(Beginning of Text excerpt)

Haven’t been back since. I may try again next week if I can fill in a sign in slot for one of the Masses.
First TLM I attended was in a major enough city that no one paid me any mind. Probably thought I was a tourist or just missed any of the earlier OF Masses… Being a high-functioning autistic, I actually LIKE that people don’t get all in my face when I’m somewhere new, just because it’s a face they don’t recognize. The trad parishes I’ve been to, personally, have a good sense of that area between IN YOUR FACE!!! and ignoring anyone who isn’t already part of the “club.” However, I’m well aware that, like most things in life, YMMV.
I’ve written this comment three or four times now, discussing this part of the video, or that aspect of the TLM I attend, or balancing one NO aspect against another VO one, on the importance of both hospitality and its proper place, and maybe it’s a tricky issue, or maybe I just get more lost in nuance than the most jesuitical jesuit you could imagine giving his or her homily on art history, but none of it was coming together, so I’ll just say this, acknowledging it’s but one emotionally charged anecdote:
One of the very few obligatory Masses I’ve ever missed was because I was watching helplessly as my mother had the most horrific seizure I’ve seen in my life for the better part of a Sunday. Watching her die slowly and silently over the following week took basically everything out of me, and so the next Sunday the only thing I could think to do was to get me to Mass to pray for her soul and to give to God the little I had left and the huge stores I’d laid up.
The only Mass I could get to was in a lovely old church with a beautiful high altar that goes completely unused, save as a prop for flowers and a couple of candles, because it’s NO only and it shows.

(End of Text excerpt)
(Beginning of Input data)

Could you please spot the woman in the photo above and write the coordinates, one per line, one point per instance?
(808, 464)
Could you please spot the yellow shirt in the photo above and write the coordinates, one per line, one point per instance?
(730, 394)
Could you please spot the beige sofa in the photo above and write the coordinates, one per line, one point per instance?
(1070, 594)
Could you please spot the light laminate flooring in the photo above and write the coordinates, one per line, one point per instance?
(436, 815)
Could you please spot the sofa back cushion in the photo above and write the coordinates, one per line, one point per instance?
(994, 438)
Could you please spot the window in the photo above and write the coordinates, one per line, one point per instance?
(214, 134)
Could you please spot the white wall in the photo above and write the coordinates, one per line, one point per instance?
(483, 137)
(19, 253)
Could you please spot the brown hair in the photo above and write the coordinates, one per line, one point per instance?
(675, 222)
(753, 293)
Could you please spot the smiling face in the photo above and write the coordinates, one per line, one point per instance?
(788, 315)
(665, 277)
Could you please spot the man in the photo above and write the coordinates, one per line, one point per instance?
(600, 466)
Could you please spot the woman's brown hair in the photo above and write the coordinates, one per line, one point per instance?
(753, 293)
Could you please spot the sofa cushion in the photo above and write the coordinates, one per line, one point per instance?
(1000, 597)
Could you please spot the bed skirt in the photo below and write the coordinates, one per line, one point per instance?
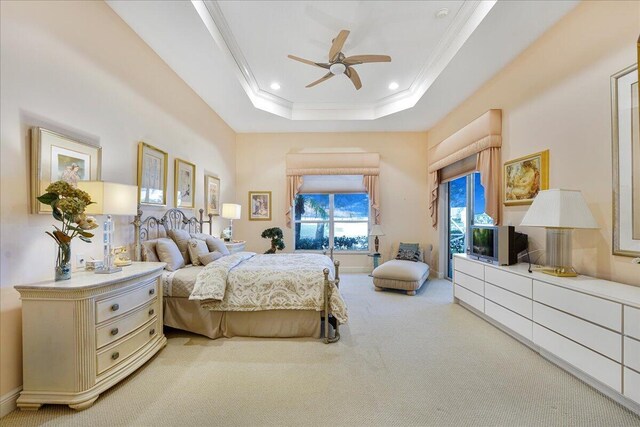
(182, 313)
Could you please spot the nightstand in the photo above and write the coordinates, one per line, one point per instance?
(84, 335)
(236, 246)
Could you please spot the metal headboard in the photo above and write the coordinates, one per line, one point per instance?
(173, 219)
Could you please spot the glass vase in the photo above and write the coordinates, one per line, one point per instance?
(63, 262)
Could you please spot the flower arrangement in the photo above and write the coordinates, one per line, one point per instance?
(68, 205)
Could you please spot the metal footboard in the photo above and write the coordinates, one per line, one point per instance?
(327, 306)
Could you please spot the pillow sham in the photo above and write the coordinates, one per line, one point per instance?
(168, 252)
(196, 248)
(181, 237)
(210, 257)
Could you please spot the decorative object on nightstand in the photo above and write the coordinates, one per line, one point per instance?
(110, 199)
(559, 211)
(68, 206)
(275, 234)
(376, 231)
(84, 336)
(230, 211)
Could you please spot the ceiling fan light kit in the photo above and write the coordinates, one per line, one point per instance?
(341, 64)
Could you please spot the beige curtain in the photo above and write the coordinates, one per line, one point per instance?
(371, 183)
(294, 182)
(434, 183)
(489, 164)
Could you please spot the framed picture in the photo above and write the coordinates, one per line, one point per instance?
(625, 125)
(152, 175)
(524, 177)
(259, 205)
(56, 157)
(212, 194)
(185, 184)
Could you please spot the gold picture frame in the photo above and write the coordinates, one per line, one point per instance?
(153, 164)
(184, 185)
(625, 147)
(523, 178)
(212, 195)
(57, 157)
(259, 206)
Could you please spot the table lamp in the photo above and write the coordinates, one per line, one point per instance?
(559, 211)
(376, 231)
(230, 211)
(110, 199)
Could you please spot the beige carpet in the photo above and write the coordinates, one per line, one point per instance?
(402, 361)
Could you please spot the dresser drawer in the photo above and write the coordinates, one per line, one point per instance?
(632, 353)
(597, 366)
(469, 267)
(593, 309)
(602, 340)
(511, 320)
(509, 281)
(474, 300)
(513, 302)
(112, 356)
(469, 282)
(112, 331)
(632, 384)
(120, 304)
(632, 322)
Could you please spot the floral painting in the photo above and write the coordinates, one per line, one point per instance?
(525, 177)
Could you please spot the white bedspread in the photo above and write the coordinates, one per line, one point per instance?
(246, 281)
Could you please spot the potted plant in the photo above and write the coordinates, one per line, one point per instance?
(275, 234)
(68, 205)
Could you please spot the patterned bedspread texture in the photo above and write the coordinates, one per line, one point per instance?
(247, 281)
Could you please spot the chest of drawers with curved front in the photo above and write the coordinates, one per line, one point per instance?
(82, 336)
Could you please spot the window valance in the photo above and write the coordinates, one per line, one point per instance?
(481, 138)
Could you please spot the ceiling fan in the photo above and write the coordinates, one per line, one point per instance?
(341, 64)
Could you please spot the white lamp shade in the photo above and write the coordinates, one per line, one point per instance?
(231, 211)
(110, 198)
(376, 230)
(560, 209)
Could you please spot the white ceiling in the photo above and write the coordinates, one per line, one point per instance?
(230, 52)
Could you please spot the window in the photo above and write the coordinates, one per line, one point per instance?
(340, 221)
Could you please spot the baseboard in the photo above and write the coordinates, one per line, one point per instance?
(8, 401)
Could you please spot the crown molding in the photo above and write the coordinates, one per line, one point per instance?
(468, 18)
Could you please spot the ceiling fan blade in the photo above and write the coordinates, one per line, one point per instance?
(338, 43)
(362, 59)
(355, 78)
(306, 61)
(320, 80)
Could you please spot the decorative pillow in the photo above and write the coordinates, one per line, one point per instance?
(197, 247)
(149, 253)
(181, 237)
(210, 257)
(168, 252)
(212, 243)
(409, 252)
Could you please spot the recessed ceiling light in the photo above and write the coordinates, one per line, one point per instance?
(442, 12)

(End of Input data)

*Task details*: Please output a passage from the Mass comment word for word, beginning at the words "First TLM I" and stopping after "in life, YMMV.".

*Your solution*:
First TLM I attended was in a major enough city that no one paid me any mind. Probably thought I was a tourist or just missed any of the earlier OF Masses… Being a high-functioning autistic, I actually LIKE that people don’t get all in my face when I’m somewhere new, just because it’s a face they don’t recognize. The trad parishes I’ve been to, personally, have a good sense of that area between IN YOUR FACE!!! and ignoring anyone who isn’t already part of the “club.” However, I’m well aware that, like most things in life, YMMV.